Exercise goal: Reproduce the following lines without any changes. Include every record.

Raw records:
==================================================
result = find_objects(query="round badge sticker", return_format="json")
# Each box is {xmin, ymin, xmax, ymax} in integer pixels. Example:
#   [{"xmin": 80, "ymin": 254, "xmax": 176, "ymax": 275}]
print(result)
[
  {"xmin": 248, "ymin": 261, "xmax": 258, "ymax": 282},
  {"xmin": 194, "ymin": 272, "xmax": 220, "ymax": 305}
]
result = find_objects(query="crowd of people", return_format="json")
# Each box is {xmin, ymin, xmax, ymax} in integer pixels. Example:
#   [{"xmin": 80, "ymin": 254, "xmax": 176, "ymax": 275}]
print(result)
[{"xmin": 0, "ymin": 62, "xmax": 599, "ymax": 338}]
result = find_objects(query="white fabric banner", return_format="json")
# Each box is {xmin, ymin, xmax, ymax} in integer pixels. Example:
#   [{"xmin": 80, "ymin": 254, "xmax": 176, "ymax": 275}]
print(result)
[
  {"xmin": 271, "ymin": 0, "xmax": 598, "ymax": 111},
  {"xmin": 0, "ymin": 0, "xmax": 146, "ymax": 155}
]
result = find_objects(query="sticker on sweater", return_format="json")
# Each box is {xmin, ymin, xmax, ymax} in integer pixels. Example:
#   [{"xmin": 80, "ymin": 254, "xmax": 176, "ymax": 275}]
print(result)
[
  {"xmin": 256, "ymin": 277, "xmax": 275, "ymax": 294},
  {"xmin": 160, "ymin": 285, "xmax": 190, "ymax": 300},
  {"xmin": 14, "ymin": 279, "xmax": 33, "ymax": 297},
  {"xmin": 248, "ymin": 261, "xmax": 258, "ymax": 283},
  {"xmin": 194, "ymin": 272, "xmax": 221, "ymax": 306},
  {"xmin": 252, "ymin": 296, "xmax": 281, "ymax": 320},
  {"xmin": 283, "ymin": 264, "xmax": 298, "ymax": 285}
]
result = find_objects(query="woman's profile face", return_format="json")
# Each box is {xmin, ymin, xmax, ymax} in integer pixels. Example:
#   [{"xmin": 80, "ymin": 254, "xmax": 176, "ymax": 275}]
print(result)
==================================================
Written response:
result = find_objects(query="round badge sticker", return_format="json")
# Each box is {xmin, ymin, xmax, ymax} in integer pixels. Example:
#   [{"xmin": 80, "ymin": 254, "xmax": 176, "ymax": 275}]
print(result)
[
  {"xmin": 248, "ymin": 261, "xmax": 258, "ymax": 282},
  {"xmin": 194, "ymin": 272, "xmax": 220, "ymax": 305}
]
result = find_objects(query="crowd of people", return_format="json")
# Each box is {xmin, ymin, xmax, ymax} in integer pixels. Example:
#   [{"xmin": 80, "ymin": 254, "xmax": 176, "ymax": 275}]
print(result)
[{"xmin": 0, "ymin": 62, "xmax": 599, "ymax": 338}]
result = find_objects(query="white fabric banner", return_format="json")
# Each box is {xmin, ymin, xmax, ymax} in integer pixels. Example:
#   [{"xmin": 80, "ymin": 254, "xmax": 176, "ymax": 275}]
print(result)
[
  {"xmin": 271, "ymin": 0, "xmax": 598, "ymax": 111},
  {"xmin": 0, "ymin": 0, "xmax": 146, "ymax": 155}
]
result = find_objects(query="sticker on sweater", return_format="json")
# Each box is {xmin, ymin, xmax, ymax} in integer pixels. Example:
#   [{"xmin": 80, "ymin": 254, "xmax": 176, "ymax": 275}]
print(result)
[
  {"xmin": 256, "ymin": 277, "xmax": 275, "ymax": 294},
  {"xmin": 160, "ymin": 285, "xmax": 190, "ymax": 300},
  {"xmin": 14, "ymin": 279, "xmax": 33, "ymax": 297},
  {"xmin": 248, "ymin": 261, "xmax": 258, "ymax": 283},
  {"xmin": 194, "ymin": 272, "xmax": 221, "ymax": 306},
  {"xmin": 252, "ymin": 296, "xmax": 281, "ymax": 320},
  {"xmin": 283, "ymin": 264, "xmax": 298, "ymax": 285}
]
result = find_objects(query="woman's profile face", return_format="json")
# Each box is {xmin, ymin, xmax, ymax} in integer pixels. Example:
#   [{"xmin": 80, "ymin": 254, "xmax": 176, "ymax": 275}]
print(result)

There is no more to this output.